━━━━━ Extracted entries ━━━━━
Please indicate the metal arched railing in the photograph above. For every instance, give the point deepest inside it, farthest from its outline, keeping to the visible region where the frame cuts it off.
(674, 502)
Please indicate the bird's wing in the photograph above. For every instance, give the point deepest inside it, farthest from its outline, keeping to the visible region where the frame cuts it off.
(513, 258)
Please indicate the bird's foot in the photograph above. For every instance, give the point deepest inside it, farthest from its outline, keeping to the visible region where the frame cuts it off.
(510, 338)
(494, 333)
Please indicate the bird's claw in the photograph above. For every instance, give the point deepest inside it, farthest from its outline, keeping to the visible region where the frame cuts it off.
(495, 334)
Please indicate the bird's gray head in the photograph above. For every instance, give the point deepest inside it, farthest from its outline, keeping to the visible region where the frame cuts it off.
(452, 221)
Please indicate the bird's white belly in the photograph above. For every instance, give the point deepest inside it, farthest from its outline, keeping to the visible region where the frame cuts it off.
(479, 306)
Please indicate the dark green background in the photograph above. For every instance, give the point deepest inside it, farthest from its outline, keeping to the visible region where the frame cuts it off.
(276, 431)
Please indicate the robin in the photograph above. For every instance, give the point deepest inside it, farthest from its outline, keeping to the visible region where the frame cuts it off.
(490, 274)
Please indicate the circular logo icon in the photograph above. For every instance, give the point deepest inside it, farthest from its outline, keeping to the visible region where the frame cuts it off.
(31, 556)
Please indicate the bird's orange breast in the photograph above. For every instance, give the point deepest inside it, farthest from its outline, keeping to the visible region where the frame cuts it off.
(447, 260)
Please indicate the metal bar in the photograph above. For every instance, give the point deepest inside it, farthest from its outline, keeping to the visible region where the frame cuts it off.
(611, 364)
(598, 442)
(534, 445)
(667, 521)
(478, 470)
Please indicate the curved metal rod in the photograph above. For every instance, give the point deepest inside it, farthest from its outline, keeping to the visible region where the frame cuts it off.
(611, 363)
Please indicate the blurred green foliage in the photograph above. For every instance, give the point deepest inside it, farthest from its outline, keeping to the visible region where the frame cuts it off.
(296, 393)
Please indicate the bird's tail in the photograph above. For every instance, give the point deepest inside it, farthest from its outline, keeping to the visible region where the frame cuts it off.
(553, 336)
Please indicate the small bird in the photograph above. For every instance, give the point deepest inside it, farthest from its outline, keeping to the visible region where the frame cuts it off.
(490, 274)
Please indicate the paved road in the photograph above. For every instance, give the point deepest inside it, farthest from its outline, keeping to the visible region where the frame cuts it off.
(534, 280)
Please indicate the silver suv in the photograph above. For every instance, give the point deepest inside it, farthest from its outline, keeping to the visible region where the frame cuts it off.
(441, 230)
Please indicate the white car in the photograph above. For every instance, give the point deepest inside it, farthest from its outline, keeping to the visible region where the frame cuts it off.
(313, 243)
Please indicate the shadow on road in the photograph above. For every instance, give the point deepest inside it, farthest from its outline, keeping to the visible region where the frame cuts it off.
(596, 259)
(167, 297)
━━━━━
- Challenge: Can you retype all of the entries above word for word, keeping every character unchanged?

- Exercise answer:
Please indicate the metal arched railing in the photograph above. For every instance, give the point deepest inside it, farthest from its outline, keeping to the visible region where the frame cuts it off.
(674, 502)
Please indicate the bird's wing in the photograph above. For every instance, give the point deepest inside it, farthest from its outline, keeping to the visible region where the frame cuts it off.
(513, 258)
Please indicate the bird's foot in the photograph above. For every instance, give the point deepest inside it, farthest from its outline, keeping to the visible region where the frame cuts it off.
(510, 338)
(494, 333)
Please indicate the bird's claw in the photograph above. For every instance, give the point deepest inside it, farthest from its outline, keeping to the visible region where the frame cuts it off.
(495, 334)
Please indicate the bird's gray head in the photograph above. For every instance, give the point deepest inside it, farthest from its outline, keeping to the visible region where the frame cuts it off.
(452, 221)
Please indicate the bird's white belly in the photograph above. For every instance, give the point deepest inside it, farthest from its outline, keeping to the visible region where the frame cuts it off.
(479, 306)
Please indicate the dark green background in the photograph above. For every instance, give the point deepest inside it, farthest from its outline, keeping to the visible region where the frame cuts it off.
(276, 431)
Please indicate the robin in the photograph above. For every instance, give the point deepest inside it, farthest from its outline, keeping to the visible region where the frame cuts it off.
(490, 274)
Please indicate the circular logo icon in the photograph above. For every instance, give the point deepest inside it, farthest from its outline, keeping to the visible region where the frame cuts it off.
(31, 556)
Please indicate the bird's orange breast in the photograph above. For every instance, give the point deepest inside it, farthest from its outline, keeping to the visible region where the frame cuts it off.
(447, 260)
Please indicate the metal bar in the photograph above. For every instance, give the point deepest inside it, farthest from its outline, keeping to the visible region where the frame cuts it off.
(611, 364)
(598, 442)
(534, 445)
(667, 521)
(478, 470)
Please indicate the curved metal rod in the photograph above. For every instance, give the point deepest inside it, farthest from its outline, keeping to the visible region where the frame cuts it off.
(611, 363)
Please indicate the blurred green foliage in the photograph above. For every instance, give the point deepest inside it, farthest from its outline, keeping to the visible region where the frame cuts it off.
(296, 393)
Please indicate the bird's tail in the photograph above. For every instance, give the point deepest inside it, farthest from its outline, keeping to the visible region where the frame cuts it off.
(553, 336)
Please indicate the small bird in the photograph above. For every instance, give the point deepest inside it, farthest from its outline, keeping to the visible region where the frame cuts it off.
(490, 274)
Please indicate the paved road in the photograph above. For every instance, give the point deepest inside it, farthest from its outline, keeping to the visible region where the frame cuts it off.
(534, 280)
Please indicate the silver suv in the photograph above. For every instance, give the point deepest inside it, farthest from its outline, keeping to the visible region where the frame cuts it off.
(441, 230)
Please indicate the white car in the photograph above. For every instance, give the point deepest inside it, farthest from its outline, keeping to the visible region where the frame cuts it off.
(313, 243)
Please indicate the shadow on road in the photograph above. For every instance, give the point deepest inside it, farthest from its outline, keeping to the visible region where the frame cuts it off.
(596, 259)
(167, 297)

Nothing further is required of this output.